**TASK INSTRUCTIONS**
Beginning with the line below that contains "sky, one per instance" and ending with the line that contains "protest sign, one per instance", copy every line exactly. Copy nothing else.

<<<<

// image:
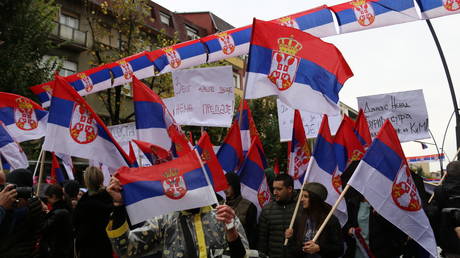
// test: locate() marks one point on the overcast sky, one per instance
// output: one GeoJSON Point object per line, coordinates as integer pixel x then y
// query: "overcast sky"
{"type": "Point", "coordinates": [389, 59]}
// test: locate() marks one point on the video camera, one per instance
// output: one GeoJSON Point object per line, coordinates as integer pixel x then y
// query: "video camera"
{"type": "Point", "coordinates": [23, 191]}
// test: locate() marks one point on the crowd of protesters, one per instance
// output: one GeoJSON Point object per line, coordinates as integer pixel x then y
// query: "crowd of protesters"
{"type": "Point", "coordinates": [67, 220]}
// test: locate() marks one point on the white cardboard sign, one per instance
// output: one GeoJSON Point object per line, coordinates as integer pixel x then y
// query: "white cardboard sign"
{"type": "Point", "coordinates": [406, 111]}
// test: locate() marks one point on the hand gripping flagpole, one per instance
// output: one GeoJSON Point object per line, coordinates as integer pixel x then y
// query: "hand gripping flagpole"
{"type": "Point", "coordinates": [443, 177]}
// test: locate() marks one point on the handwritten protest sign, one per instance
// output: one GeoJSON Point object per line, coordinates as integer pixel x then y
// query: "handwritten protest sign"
{"type": "Point", "coordinates": [311, 122]}
{"type": "Point", "coordinates": [406, 111]}
{"type": "Point", "coordinates": [203, 96]}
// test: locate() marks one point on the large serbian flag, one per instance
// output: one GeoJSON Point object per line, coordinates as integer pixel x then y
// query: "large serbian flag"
{"type": "Point", "coordinates": [75, 129]}
{"type": "Point", "coordinates": [317, 21]}
{"type": "Point", "coordinates": [305, 72]}
{"type": "Point", "coordinates": [10, 151]}
{"type": "Point", "coordinates": [366, 14]}
{"type": "Point", "coordinates": [436, 8]}
{"type": "Point", "coordinates": [179, 56]}
{"type": "Point", "coordinates": [300, 154]}
{"type": "Point", "coordinates": [384, 179]}
{"type": "Point", "coordinates": [172, 186]}
{"type": "Point", "coordinates": [25, 119]}
{"type": "Point", "coordinates": [323, 169]}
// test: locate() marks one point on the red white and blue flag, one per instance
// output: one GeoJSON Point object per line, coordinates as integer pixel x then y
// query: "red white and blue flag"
{"type": "Point", "coordinates": [152, 116]}
{"type": "Point", "coordinates": [91, 81]}
{"type": "Point", "coordinates": [300, 153]}
{"type": "Point", "coordinates": [179, 56]}
{"type": "Point", "coordinates": [317, 21]}
{"type": "Point", "coordinates": [25, 119]}
{"type": "Point", "coordinates": [172, 186]}
{"type": "Point", "coordinates": [323, 169]}
{"type": "Point", "coordinates": [254, 186]}
{"type": "Point", "coordinates": [11, 153]}
{"type": "Point", "coordinates": [124, 69]}
{"type": "Point", "coordinates": [75, 129]}
{"type": "Point", "coordinates": [436, 8]}
{"type": "Point", "coordinates": [305, 72]}
{"type": "Point", "coordinates": [358, 15]}
{"type": "Point", "coordinates": [211, 164]}
{"type": "Point", "coordinates": [384, 179]}
{"type": "Point", "coordinates": [362, 130]}
{"type": "Point", "coordinates": [228, 44]}
{"type": "Point", "coordinates": [230, 153]}
{"type": "Point", "coordinates": [346, 145]}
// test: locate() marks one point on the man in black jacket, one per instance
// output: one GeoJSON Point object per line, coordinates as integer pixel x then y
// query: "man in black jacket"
{"type": "Point", "coordinates": [275, 218]}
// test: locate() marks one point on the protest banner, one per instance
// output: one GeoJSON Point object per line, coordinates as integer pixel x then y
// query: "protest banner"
{"type": "Point", "coordinates": [406, 111]}
{"type": "Point", "coordinates": [203, 97]}
{"type": "Point", "coordinates": [311, 122]}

>>>>

**ANSWER SECTION**
// test: locate() marks one point on the overcast sky, one per instance
// output: one GeoJSON Point object per line, coordinates as integer pixel x then y
// query: "overcast sky"
{"type": "Point", "coordinates": [389, 59]}
// test: locate() marks one point on the video camera, one per instance
// output: one GeoJSON Point object per line, coordinates as integer pixel x then y
// query: "video camera"
{"type": "Point", "coordinates": [23, 191]}
// test: locate() marks one point on the crowd of protesters, one per instance
// output: one GeoJSON Point object per line, coordinates as integer pixel x then y
// query: "crowd of protesters"
{"type": "Point", "coordinates": [67, 220]}
// test: locate() marks one point on the white cardboard sign, one per instance
// output: one GeoJSON Point object per line, coordinates as integer pixel x then y
// query: "white cardboard sign"
{"type": "Point", "coordinates": [406, 111]}
// test: locate() marks one point on the hand gripping flagpole, one per instance
// output: one GeoJSON Point object per line, coordinates as integer pixel x then y
// query: "hand gripping flagpole"
{"type": "Point", "coordinates": [443, 177]}
// test: locate() marks one point on the handwritten protest sign, one per instance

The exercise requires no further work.